++++ SELECTED EXTRACT ++++
Updated: October 6, 2022
The Department of Labor and Industrial Relations has updated its unemployment insurance claims information, including paying $3,186,067,022 and 3,307,331 weeks claimed since the onset of the COVID-19 pandemic on March 1, 2020.
“Ninety-five percent of the valid unemployment insurance claims that have come in since the beginning of the COVID-19 Pandemic have been processed and paid out by the DLIR,” said Deputy Director Anne Perreira-Eustaquio. “Although we have processed about 135,000 self-certifications for the $300 plus-up, tens of thousands of more claimants are eligible and should login to the portal and indicate that their unemployment was due to disruptions caused by COVID-19 to receive the additional benefit.”
++++
## EXERCISE SET:
(a) In the unemployment claims update, rewrite the stretch from "Updated: October 6, 2022" through "March 1, 2020.", swapping "COVID-19" for "coronavirus".
(b) Continue the unemployment claims update from where it stops.
++++ DATA TO EXAMINE ++++
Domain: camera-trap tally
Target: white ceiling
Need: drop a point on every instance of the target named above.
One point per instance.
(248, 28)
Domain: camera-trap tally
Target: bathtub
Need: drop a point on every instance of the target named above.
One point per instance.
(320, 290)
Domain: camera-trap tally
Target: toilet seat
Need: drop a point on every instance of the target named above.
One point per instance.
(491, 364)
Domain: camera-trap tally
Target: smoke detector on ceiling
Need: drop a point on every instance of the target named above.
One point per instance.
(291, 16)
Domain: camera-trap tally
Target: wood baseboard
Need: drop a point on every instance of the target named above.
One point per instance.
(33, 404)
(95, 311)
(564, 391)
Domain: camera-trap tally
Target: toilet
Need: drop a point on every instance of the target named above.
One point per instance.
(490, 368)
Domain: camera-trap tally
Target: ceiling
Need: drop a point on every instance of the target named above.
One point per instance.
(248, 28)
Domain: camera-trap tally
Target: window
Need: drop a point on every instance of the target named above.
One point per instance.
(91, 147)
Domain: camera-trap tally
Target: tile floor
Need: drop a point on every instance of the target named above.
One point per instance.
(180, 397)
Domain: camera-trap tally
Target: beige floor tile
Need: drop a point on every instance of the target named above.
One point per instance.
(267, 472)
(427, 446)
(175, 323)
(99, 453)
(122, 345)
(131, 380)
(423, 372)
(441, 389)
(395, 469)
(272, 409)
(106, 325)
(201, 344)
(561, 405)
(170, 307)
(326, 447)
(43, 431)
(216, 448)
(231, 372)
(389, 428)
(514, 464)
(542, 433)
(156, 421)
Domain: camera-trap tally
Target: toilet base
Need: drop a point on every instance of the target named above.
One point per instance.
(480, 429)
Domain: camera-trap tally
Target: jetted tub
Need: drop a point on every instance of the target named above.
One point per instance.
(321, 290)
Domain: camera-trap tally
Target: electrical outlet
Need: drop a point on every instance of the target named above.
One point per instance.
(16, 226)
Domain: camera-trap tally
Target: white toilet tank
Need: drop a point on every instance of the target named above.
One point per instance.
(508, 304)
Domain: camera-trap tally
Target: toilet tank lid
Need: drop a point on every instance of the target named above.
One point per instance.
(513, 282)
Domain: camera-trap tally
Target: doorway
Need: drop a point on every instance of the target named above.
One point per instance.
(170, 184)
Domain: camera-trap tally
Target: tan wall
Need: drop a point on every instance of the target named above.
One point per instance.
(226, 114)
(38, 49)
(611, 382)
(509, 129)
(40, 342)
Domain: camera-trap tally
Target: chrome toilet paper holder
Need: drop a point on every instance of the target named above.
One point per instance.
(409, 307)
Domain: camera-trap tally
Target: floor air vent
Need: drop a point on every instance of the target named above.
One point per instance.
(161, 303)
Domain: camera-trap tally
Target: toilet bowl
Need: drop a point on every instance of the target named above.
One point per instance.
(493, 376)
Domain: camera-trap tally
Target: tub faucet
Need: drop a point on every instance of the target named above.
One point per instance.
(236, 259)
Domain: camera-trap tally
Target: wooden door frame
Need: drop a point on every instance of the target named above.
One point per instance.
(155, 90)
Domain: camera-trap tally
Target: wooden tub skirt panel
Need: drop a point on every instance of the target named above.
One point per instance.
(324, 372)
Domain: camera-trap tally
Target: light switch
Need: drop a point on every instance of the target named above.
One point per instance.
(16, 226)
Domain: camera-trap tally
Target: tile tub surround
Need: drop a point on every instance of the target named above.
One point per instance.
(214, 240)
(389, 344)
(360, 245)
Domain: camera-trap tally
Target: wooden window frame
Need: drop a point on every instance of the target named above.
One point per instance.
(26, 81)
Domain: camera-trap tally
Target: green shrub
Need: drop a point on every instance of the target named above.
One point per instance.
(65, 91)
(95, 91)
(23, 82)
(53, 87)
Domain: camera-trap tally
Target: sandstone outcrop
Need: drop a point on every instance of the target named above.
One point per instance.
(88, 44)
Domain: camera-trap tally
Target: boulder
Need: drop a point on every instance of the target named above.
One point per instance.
++++
## SOLVED TASKS:
(a)
Updated: October 6, 2022
The Department of Labor and Industrial Relations has updated its unemployment insurance claims information, including paying $3,186,067,022 and 3,307,331 weeks claimed since the onset of the coronavirus pandemic on March 1, 2020.

(b)
- No. of claims filed statewide: 287,361
- No. of invalid claims filed statewide: -100,701
- No. of valid claims awaiting claimant to verify: -9,597
- No. of valid claims requiring DLIR action: 186,660
- No. of claims paid: 176,750
- No. of claims requiring DLIR action 9/16/20: 9,910
Claimants are required to sign into their accounts on the unemployment insurance portal and answer a pop-up page that allows them to self-certify that they were partially or wholly unemployed due to COVID-19. A graphic demonstrating the process is available here. The DLIR will start processing payments in October and the payments will be staggered for each week you are eligible. Payments will be retroactive for all the weeks for which you are eligible.
With the assistance of the Hawaii Emergency Management Agency, the DLIR has received approval to pay six weeks of benefits from the Federal Emergency Management Agency. The program will pay $300 a week to all eligible claimants that have a minimum weekly benefit amount of $100 or more in unemployment insurance benefits. The program excludes those with a weekly benefit amount of less than $100 in weekly unemployment insurance benefits. Payments will be retroactive for the weeks ending: Aug. 1, 8, 15, 22 and 29; and Sept. 5, 2020.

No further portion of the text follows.